Every line in the records below with the string "crest" is to be copied out.

* [Materials provided]:
* * *
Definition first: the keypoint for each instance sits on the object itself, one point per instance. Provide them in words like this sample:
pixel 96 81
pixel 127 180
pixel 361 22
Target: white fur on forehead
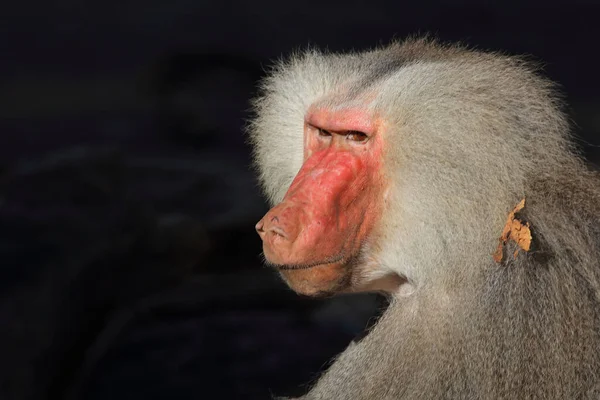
pixel 277 131
pixel 492 118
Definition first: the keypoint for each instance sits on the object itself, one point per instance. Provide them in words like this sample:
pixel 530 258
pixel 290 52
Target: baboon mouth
pixel 291 267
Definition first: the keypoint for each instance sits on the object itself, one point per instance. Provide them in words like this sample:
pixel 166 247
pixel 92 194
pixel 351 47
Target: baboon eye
pixel 323 132
pixel 356 136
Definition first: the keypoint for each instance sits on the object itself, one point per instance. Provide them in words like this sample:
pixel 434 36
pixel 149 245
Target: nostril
pixel 278 232
pixel 260 227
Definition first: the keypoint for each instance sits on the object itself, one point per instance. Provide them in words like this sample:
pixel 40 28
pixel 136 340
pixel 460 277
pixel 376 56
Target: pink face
pixel 314 236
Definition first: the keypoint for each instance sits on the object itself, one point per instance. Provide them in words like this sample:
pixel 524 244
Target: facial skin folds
pixel 315 235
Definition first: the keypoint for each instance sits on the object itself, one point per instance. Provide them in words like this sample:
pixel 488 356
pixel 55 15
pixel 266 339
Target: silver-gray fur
pixel 469 135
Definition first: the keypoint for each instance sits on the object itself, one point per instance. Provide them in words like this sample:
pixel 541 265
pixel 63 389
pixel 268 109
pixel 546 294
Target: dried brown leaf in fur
pixel 516 231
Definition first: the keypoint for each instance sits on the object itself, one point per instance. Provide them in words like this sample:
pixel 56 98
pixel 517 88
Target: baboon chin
pixel 446 178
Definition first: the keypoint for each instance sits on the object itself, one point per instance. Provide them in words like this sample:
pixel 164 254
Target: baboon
pixel 448 179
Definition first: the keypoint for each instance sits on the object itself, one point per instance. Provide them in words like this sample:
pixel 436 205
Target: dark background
pixel 130 266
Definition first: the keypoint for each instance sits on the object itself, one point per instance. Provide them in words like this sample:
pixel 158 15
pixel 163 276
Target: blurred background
pixel 129 263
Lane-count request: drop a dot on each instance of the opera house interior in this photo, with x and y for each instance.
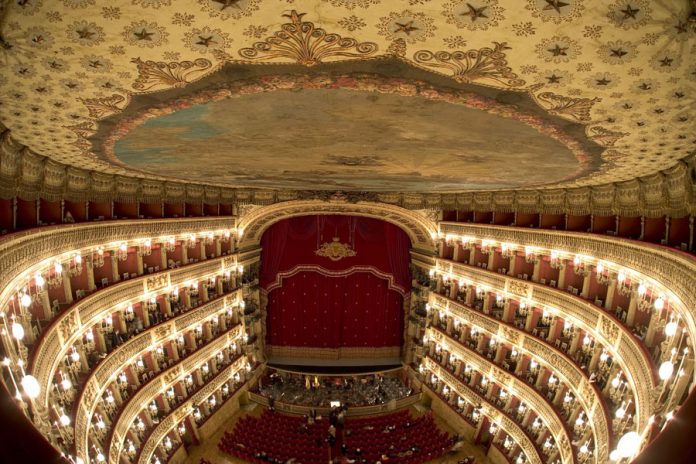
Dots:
(421, 231)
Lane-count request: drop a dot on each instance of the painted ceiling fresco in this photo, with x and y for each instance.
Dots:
(622, 70)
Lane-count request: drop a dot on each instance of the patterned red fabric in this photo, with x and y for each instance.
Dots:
(316, 302)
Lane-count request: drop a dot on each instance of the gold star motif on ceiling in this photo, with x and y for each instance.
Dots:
(555, 5)
(630, 12)
(205, 41)
(666, 61)
(143, 35)
(475, 13)
(228, 4)
(558, 50)
(406, 28)
(85, 33)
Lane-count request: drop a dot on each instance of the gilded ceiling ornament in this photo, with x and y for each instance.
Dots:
(96, 63)
(78, 3)
(604, 136)
(152, 3)
(301, 42)
(407, 25)
(352, 23)
(206, 39)
(571, 108)
(83, 129)
(335, 250)
(145, 34)
(558, 49)
(397, 48)
(485, 64)
(617, 52)
(629, 14)
(226, 9)
(555, 11)
(473, 14)
(102, 107)
(352, 4)
(84, 33)
(29, 7)
(154, 75)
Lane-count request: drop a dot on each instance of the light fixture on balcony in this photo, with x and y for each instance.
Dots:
(169, 245)
(122, 252)
(555, 260)
(98, 257)
(487, 247)
(645, 297)
(39, 281)
(530, 255)
(25, 300)
(671, 328)
(55, 275)
(602, 273)
(75, 265)
(146, 248)
(507, 250)
(579, 267)
(624, 285)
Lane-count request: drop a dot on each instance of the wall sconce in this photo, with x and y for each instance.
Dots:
(122, 252)
(146, 248)
(75, 265)
(55, 275)
(98, 257)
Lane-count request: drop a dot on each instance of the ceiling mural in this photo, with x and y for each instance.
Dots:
(396, 133)
(619, 71)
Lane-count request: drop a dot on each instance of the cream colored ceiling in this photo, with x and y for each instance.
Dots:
(630, 63)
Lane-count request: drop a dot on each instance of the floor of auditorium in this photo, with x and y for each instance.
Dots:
(209, 449)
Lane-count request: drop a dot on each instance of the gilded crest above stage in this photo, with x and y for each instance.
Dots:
(335, 250)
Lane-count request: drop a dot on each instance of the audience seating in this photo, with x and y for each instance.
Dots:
(277, 438)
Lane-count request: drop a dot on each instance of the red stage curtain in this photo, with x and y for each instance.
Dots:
(313, 310)
(317, 302)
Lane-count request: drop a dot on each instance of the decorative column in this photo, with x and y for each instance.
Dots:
(537, 270)
(114, 267)
(586, 284)
(67, 287)
(632, 308)
(513, 264)
(163, 257)
(91, 286)
(611, 290)
(139, 260)
(561, 274)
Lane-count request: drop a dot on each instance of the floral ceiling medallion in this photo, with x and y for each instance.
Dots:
(335, 250)
(301, 42)
(485, 64)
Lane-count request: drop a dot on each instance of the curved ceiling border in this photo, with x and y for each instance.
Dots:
(29, 176)
(419, 228)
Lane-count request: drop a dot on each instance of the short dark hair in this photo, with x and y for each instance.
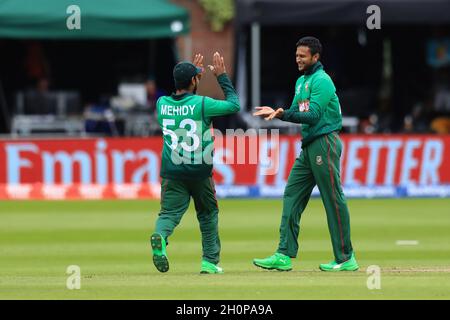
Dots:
(312, 43)
(183, 73)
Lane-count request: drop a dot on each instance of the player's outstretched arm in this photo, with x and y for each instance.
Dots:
(213, 107)
(268, 113)
(198, 62)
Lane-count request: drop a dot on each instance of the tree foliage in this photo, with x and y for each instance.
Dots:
(218, 12)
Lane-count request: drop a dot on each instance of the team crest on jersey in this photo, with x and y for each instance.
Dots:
(319, 160)
(303, 106)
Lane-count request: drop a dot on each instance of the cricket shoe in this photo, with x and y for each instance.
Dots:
(159, 252)
(349, 265)
(210, 268)
(278, 261)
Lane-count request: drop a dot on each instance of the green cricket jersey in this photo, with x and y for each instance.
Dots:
(186, 122)
(315, 105)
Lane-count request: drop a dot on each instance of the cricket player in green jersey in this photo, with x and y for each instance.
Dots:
(316, 106)
(186, 162)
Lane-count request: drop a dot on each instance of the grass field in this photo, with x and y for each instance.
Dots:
(109, 241)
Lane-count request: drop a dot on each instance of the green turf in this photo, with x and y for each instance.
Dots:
(109, 240)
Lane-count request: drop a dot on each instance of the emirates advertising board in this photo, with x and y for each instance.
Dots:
(252, 166)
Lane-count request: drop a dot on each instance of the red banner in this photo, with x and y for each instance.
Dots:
(108, 163)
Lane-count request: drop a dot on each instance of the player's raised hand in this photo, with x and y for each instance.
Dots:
(268, 113)
(218, 66)
(277, 114)
(198, 62)
(263, 111)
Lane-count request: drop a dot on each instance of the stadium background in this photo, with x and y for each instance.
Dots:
(72, 136)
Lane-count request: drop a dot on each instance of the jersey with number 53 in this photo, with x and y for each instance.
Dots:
(186, 123)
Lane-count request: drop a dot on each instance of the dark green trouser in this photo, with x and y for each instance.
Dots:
(319, 163)
(175, 198)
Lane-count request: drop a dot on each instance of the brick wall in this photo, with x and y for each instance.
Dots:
(206, 42)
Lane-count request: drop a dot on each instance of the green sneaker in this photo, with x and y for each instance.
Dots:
(159, 252)
(278, 261)
(208, 267)
(349, 265)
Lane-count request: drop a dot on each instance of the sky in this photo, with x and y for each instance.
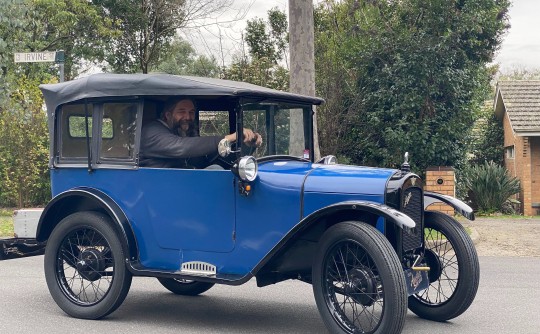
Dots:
(520, 48)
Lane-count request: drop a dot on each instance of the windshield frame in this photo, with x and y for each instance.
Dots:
(271, 107)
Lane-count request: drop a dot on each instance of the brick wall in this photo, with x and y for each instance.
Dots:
(441, 180)
(522, 166)
(534, 143)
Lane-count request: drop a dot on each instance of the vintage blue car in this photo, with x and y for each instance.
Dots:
(359, 235)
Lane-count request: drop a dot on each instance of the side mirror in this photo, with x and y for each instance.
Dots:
(246, 168)
(327, 160)
(224, 148)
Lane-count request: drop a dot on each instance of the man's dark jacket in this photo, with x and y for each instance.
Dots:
(163, 148)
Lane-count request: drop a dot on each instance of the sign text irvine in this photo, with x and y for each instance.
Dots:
(32, 57)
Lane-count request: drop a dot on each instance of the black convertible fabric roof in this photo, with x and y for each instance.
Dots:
(106, 84)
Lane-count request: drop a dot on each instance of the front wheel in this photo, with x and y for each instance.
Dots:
(185, 287)
(84, 266)
(454, 270)
(358, 281)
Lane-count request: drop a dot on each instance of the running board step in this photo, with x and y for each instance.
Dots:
(198, 268)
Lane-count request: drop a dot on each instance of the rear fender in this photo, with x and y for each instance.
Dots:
(87, 199)
(293, 254)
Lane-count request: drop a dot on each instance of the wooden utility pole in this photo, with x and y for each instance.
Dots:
(302, 72)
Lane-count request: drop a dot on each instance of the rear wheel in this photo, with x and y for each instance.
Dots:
(358, 281)
(185, 287)
(455, 271)
(84, 266)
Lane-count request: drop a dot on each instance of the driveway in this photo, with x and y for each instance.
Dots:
(505, 236)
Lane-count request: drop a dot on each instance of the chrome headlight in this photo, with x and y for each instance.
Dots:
(246, 168)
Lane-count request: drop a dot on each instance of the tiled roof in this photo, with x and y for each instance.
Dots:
(521, 100)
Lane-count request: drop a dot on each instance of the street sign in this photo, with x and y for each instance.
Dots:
(35, 57)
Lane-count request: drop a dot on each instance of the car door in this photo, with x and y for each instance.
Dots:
(191, 209)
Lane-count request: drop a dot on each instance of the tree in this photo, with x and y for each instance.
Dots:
(37, 25)
(70, 25)
(411, 75)
(148, 27)
(24, 179)
(180, 58)
(267, 44)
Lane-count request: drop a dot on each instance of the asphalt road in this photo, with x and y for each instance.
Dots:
(508, 301)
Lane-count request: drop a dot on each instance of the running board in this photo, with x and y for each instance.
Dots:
(16, 248)
(137, 269)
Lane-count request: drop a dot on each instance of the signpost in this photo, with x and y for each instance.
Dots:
(42, 57)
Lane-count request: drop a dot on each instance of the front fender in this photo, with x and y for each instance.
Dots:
(393, 215)
(87, 199)
(465, 210)
(309, 227)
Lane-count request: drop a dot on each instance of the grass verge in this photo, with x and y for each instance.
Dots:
(6, 223)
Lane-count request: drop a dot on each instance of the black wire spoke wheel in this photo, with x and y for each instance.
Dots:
(359, 284)
(185, 287)
(84, 266)
(454, 270)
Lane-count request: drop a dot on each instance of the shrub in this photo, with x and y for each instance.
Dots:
(489, 186)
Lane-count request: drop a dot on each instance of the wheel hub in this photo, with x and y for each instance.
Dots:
(361, 286)
(91, 264)
(434, 264)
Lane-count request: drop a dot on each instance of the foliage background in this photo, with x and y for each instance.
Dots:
(397, 76)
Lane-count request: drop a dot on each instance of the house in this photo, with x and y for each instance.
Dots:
(517, 104)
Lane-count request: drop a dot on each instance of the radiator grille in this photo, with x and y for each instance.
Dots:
(411, 205)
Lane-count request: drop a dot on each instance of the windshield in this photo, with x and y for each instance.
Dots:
(285, 129)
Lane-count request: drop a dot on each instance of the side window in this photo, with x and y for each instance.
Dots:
(114, 125)
(73, 143)
(213, 123)
(118, 129)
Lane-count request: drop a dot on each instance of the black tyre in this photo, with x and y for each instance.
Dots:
(455, 271)
(358, 281)
(84, 266)
(185, 287)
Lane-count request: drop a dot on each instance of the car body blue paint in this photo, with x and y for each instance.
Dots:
(182, 215)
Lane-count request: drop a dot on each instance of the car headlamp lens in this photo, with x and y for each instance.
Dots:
(247, 168)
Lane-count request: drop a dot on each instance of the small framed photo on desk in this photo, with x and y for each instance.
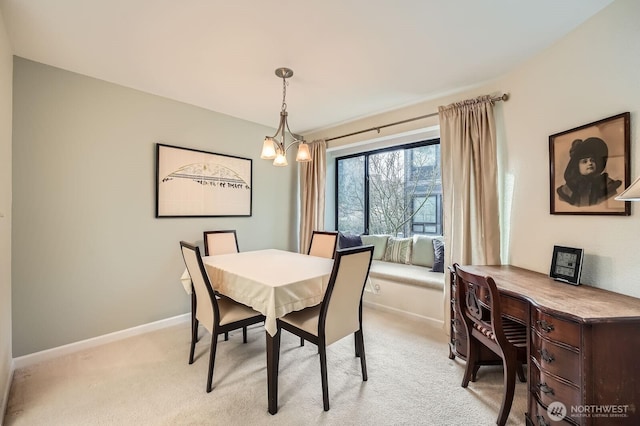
* * *
* [Written solution]:
Lane-count request: drop a dot on each instance of the gilded crest above stage in this photo, with x and y for each instance.
Lane-count request: drop a dot on each instance of the team crest on jersey in this photo, with x and y for each instance.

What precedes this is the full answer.